PROBLEM TO WORK ON:
Copy out every line of the data that has the word "blossom" somewhere in it.

[Dataset entries]
----------

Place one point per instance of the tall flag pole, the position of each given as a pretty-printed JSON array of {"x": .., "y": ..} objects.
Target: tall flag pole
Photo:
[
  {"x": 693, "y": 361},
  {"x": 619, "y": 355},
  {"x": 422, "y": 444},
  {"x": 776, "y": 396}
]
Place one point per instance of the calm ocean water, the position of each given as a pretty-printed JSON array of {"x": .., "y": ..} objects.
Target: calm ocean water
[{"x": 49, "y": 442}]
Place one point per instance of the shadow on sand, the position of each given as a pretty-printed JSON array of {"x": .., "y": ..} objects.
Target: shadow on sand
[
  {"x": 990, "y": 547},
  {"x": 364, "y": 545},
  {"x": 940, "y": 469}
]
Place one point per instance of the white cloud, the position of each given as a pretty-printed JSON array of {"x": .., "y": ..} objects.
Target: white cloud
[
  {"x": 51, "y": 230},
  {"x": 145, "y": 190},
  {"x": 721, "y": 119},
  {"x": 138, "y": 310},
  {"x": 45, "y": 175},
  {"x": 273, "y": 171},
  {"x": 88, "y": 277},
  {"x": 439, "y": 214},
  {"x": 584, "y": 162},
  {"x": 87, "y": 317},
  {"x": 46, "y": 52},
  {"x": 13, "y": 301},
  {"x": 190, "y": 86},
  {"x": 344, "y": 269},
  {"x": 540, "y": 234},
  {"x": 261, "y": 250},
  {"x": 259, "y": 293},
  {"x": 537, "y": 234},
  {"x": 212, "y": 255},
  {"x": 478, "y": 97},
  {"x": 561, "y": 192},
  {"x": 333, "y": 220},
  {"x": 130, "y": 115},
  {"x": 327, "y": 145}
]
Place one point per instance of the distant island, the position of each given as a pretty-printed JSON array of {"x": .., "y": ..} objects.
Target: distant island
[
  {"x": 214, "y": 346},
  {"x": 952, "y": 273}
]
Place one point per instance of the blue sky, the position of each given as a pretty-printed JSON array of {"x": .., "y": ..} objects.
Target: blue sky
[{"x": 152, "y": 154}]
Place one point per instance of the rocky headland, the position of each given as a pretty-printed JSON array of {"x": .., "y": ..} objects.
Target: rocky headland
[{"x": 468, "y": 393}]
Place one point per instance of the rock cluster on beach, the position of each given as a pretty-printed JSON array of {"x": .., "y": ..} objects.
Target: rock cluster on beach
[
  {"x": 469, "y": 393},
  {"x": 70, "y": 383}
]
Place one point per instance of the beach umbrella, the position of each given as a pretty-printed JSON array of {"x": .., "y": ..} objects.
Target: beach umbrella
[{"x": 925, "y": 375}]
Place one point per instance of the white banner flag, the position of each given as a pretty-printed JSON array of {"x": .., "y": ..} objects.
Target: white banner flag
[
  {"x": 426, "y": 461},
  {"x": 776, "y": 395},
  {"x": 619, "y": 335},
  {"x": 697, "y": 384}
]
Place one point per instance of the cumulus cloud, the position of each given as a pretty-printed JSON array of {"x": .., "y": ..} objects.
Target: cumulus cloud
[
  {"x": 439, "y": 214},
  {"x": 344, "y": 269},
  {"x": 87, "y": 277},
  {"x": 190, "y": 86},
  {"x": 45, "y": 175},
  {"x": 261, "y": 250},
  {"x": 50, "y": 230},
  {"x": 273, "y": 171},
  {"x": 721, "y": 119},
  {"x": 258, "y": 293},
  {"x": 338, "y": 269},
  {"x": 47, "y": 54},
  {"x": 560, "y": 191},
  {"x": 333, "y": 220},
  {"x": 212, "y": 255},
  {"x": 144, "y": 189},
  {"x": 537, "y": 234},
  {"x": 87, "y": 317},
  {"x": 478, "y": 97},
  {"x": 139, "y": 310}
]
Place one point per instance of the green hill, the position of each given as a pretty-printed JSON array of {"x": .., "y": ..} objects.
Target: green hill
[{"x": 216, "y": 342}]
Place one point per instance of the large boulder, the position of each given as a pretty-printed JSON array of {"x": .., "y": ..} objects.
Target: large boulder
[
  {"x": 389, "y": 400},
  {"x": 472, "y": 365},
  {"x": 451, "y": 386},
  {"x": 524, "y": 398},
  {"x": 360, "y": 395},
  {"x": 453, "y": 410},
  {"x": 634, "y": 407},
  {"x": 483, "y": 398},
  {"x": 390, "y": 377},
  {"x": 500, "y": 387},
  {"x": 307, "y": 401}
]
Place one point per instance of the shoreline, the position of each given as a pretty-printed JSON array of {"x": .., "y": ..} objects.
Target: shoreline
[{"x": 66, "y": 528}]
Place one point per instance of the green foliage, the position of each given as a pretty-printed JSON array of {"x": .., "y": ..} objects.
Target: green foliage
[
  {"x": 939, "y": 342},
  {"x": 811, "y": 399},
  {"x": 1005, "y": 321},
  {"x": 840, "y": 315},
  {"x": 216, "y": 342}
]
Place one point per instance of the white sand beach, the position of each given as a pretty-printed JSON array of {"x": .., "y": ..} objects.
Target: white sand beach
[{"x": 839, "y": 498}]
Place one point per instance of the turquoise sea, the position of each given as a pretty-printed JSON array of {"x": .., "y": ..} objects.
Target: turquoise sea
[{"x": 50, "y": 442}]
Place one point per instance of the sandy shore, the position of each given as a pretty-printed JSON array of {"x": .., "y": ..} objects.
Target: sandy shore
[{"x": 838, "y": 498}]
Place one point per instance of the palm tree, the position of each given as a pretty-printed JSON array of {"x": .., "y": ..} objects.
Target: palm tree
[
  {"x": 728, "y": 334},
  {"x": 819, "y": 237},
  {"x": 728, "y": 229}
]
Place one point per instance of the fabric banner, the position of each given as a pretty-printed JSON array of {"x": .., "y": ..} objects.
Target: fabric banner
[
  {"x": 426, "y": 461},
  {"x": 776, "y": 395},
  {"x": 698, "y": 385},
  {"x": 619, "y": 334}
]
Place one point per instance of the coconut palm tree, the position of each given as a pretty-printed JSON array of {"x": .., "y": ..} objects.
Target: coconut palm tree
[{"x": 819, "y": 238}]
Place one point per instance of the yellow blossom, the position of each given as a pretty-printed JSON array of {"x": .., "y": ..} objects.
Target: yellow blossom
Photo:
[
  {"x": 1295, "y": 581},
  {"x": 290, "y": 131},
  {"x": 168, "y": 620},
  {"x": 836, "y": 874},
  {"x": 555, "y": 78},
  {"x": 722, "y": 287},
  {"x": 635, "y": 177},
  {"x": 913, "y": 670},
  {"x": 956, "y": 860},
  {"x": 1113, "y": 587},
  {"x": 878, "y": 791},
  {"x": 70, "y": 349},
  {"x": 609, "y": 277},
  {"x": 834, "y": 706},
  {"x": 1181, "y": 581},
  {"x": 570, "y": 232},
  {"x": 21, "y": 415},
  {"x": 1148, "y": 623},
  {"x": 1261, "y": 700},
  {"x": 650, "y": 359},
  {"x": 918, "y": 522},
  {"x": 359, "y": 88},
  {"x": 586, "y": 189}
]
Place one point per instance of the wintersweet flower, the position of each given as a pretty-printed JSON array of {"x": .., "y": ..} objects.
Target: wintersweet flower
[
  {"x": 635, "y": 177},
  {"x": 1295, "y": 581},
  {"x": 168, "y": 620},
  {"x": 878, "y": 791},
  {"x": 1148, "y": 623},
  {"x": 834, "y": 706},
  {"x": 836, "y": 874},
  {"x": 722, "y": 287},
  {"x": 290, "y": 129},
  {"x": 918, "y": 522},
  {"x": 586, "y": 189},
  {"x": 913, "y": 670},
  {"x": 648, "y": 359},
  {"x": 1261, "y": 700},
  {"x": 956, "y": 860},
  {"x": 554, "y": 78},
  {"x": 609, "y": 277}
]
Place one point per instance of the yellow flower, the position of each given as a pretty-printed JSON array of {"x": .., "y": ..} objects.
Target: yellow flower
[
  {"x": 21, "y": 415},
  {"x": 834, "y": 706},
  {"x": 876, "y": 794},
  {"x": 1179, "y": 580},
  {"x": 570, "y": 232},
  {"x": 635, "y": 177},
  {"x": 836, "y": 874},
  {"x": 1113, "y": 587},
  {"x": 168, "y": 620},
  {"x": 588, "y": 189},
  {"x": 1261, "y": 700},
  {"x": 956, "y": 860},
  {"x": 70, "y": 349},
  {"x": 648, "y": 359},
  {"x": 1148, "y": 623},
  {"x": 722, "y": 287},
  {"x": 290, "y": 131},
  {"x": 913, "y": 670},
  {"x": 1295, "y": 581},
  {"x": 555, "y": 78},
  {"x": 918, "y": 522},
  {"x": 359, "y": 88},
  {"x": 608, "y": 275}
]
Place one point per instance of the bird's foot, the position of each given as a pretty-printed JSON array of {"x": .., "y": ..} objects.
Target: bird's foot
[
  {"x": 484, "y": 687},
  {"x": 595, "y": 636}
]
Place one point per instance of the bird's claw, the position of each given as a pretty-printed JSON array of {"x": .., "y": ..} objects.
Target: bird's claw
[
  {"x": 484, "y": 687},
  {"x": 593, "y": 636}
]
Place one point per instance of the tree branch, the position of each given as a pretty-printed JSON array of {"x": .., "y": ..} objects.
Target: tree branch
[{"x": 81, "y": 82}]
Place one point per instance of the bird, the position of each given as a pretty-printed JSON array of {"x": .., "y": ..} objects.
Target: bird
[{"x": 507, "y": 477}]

----------

TASK RESULT:
Place one point per instance of the yellow blossom, the position of each given as a pretty-printed JSON array of {"x": .., "y": ..} objects.
Target: yellow blossom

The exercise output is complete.